(Blocco di testo)
┄┄┄┄┄┄┄┄┄┄┄┄┄┄┄┄┄┄┄┄
29 Marzo 2024
Francesco Schiavone nel giorno dell'arresto del 1998
Dopo 26 anni si pente il boss dei Casalesi Francesco Schiavone, detto "Sandokan" per la somiglianza (che lui ha sempre odiato) con l'attore Kabir Bedi. Complice forse un tumore che lo affligge da tempo, il fondatore del clan dei Casalesi che ha provocato una lunga scia di sangue nell'agro aversano tra gli anni '80 e '90 ha deciso di collaborare con la giustizia. I verbali dei primi colloqui sono secretati.
"Sandokan" ha 70 anni ed è detenuto col regime del carcere duro dal 1998, da quando l'11 luglio 1998 fu catturato in un bunker a Casal di Principe, in provincia di Caserta. Ergastolano, detenuto da anni al 41 bis da 26 anni e condannato nel maxi processo Spartacus, che ha visto dal 1998 al 2010 ben 115 condanne, dove era il principale imputato. In tutti questi anni le voci di un suo pentimento sono sempre state smentite. Ora, invece, già da qualche settimana in realtà, Schiavone ha avviato i primi colloqui con l'Antimafia che ha garantito un programma di protezione ai suoi familiari, anche se va ricordato che già godono di tale protezione anche due suoi figli che si sono pentiti negli anni scorsi, Nicola e Walter. La decisione di Sandokan arriva pochi mesi prima della scarcerazione del terzo figlio Emanuele Schiavone, che tornerà in libertà per fine pena entro l'estate.
Il pentimento di Sandokan potrebbe chiarire alcuni misteri che riguardano le attività criminali del clan dei Casalesi dagli anni Ottanta ad oggi. Uno dei casi mai risolti, per esempio, è quello della scomparsa di Antonio Bardellino, il rivale di Sandokan assassinato in Brasile nel 1988. Se ne parlò a lungo nel processo Spartacus ma, ad oggi, il corpo di Bardellino non è mai stato ritrovato: tanto basta a far pensare agli inquirenti che potrebbe ancora essere vivo e nascondersi in qualche parte del mondo all'età di 78 anni. Il contenuto dei primi verbali illustrativi è secretato e il motivo potrebbe essere proprio che, come accade solitamente per i collaboratori di giustizia, nei primi colloqui vengono confessano i delitti eccellenti. In questi giorni Schiavone potrebbe fornire dettagli preziosi ai magistrati in merito alla sua scalata ai vertici del clan e a diversi episodi di cronaca nera riguardanti i Casalesi nonché rivelazioni riguardanti anche i rapporti con la politica e l'imprenditoria di Caserta e provincia.
┄┄┄┄┄┄┄┄┄┄┄┄┄┄┄┄┄┄┄┄
Voci di dati estratti:
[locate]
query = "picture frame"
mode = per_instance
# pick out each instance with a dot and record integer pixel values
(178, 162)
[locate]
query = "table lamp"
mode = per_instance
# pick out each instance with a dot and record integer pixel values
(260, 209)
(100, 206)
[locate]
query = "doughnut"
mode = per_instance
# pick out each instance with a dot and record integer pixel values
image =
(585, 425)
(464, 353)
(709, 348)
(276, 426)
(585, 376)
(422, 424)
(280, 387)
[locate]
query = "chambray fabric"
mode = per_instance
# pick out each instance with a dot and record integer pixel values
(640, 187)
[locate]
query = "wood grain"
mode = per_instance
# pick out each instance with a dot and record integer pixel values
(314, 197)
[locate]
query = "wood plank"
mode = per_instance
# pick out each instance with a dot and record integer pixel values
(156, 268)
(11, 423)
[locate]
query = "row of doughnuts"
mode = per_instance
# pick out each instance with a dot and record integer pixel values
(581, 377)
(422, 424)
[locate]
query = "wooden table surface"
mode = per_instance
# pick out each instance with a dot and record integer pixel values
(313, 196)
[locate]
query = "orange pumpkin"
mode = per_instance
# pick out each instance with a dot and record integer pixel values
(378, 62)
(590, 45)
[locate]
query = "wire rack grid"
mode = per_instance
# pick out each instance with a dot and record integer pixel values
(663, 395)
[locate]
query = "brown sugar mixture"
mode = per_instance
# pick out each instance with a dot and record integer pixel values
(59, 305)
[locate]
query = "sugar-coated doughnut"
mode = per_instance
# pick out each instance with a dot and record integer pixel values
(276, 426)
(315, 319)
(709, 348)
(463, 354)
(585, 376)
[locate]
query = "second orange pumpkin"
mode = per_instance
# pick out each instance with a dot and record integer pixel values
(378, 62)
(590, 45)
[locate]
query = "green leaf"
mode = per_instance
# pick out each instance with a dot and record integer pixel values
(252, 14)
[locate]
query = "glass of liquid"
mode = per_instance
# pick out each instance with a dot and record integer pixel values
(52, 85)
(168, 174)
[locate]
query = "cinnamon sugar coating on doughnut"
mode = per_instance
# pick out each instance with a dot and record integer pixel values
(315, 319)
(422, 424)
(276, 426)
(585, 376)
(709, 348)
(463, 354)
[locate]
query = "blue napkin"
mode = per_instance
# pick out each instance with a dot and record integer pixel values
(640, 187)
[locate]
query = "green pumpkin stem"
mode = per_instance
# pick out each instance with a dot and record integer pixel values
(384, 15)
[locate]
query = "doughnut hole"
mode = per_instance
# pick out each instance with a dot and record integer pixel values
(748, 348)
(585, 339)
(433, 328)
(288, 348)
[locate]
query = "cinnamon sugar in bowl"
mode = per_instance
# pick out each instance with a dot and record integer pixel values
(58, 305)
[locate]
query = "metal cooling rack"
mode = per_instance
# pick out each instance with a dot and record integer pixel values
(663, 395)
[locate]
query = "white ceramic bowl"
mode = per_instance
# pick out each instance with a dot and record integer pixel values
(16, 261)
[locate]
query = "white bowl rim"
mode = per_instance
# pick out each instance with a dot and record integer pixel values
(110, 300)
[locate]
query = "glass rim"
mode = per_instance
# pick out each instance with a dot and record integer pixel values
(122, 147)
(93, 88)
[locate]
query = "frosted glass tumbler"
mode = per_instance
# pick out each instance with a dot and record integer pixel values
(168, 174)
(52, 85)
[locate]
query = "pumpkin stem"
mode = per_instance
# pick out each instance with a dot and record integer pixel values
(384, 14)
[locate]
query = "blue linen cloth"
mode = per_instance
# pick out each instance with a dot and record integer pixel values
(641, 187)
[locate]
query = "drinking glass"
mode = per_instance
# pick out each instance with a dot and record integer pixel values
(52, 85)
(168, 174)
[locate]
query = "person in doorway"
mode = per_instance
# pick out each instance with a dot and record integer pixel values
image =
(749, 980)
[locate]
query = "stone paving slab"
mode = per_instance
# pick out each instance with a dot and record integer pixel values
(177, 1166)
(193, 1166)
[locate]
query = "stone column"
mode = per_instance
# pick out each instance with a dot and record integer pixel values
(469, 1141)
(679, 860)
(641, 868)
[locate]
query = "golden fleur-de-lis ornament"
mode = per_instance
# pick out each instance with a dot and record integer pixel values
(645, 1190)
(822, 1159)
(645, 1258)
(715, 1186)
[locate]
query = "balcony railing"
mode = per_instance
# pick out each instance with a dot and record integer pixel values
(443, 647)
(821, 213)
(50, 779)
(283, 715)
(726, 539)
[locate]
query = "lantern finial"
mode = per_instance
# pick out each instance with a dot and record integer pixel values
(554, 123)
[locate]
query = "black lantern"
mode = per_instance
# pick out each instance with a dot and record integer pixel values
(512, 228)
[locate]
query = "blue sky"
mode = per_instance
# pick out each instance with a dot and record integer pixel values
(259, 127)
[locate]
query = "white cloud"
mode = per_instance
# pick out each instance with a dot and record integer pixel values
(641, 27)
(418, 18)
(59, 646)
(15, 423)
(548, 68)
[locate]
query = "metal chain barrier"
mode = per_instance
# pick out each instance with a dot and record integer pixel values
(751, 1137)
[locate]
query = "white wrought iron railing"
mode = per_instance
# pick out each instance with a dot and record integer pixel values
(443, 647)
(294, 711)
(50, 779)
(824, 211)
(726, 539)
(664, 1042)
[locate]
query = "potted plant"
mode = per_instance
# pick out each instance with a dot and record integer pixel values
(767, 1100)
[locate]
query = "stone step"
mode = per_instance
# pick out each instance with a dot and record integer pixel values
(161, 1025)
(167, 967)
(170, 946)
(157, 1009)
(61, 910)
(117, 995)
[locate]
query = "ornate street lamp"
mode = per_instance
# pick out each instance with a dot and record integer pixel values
┄┄┄┄┄┄┄┄┄┄┄┄┄┄┄┄┄┄┄┄
(Compiti da svolgere)
1 > Puoi trascrivere l'articolo sul pentimento di Schiavone da "29 Marzo 2024" a "colloqui sono secretati."?
2 > Puoi proseguire l'articolo sul pentimento di Francesco Schiavone a partire dall'ultima frase riportata?
Le voci sono materiale a sé, separato dall'articolo.

(Soluzioni degli esercizi)
1 >
29 Marzo 2024
Francesco Schiavone nel giorno dell'arresto del 1998
Dopo 26 anni si pente il boss dei Casalesi Francesco Schiavone, detto "Sandokan" per la somiglianza (che lui ha sempre odiato) con l'attore Kabir Bedi. Complice forse un tumore che lo affligge da tempo, il fondatore del clan dei Casalesi che ha provocato una lunga scia di sangue nell'agro aversano tra gli anni '80 e '90 ha deciso di collaborare con la giustizia. I verbali dei primi colloqui sono secretati.

2 >
"Il pentimento di Francesco Schiavone è sicuramente un po' tardivo ma è comunque importante, perché vuol dire che anche queste persone hanno una coscienza". Questo il commento di Marisa Diana, sorella di don Peppe, il sacerdote ucciso dal clan dei Casalesi il 19 marzo del 1994, in merito alla decisione del capoclan dei Casalesi, noto come Sandokan, di collaborare con la giustizia. "Anche loro - ha aggiunto Marisa Diana - come noi, hanno figli, fratelli e nipoti che vivono nelle nostre terre, e che pagano per i loro errori e per i danni fatti alle persone e al territorio". Anche il sindaco di Casal di Principe, Renato Natale, si dice "contento" del pentimento di Schiavone. "Spero che possa fare luce - continua il sindaco - su un periodo oscuro della nostra storia, ma anche a farci individuare quegli angoli ancora nascosti che possano rappresentare un pericolo futuro per la nostra gente, per la nostra economia e nostre istituzioni".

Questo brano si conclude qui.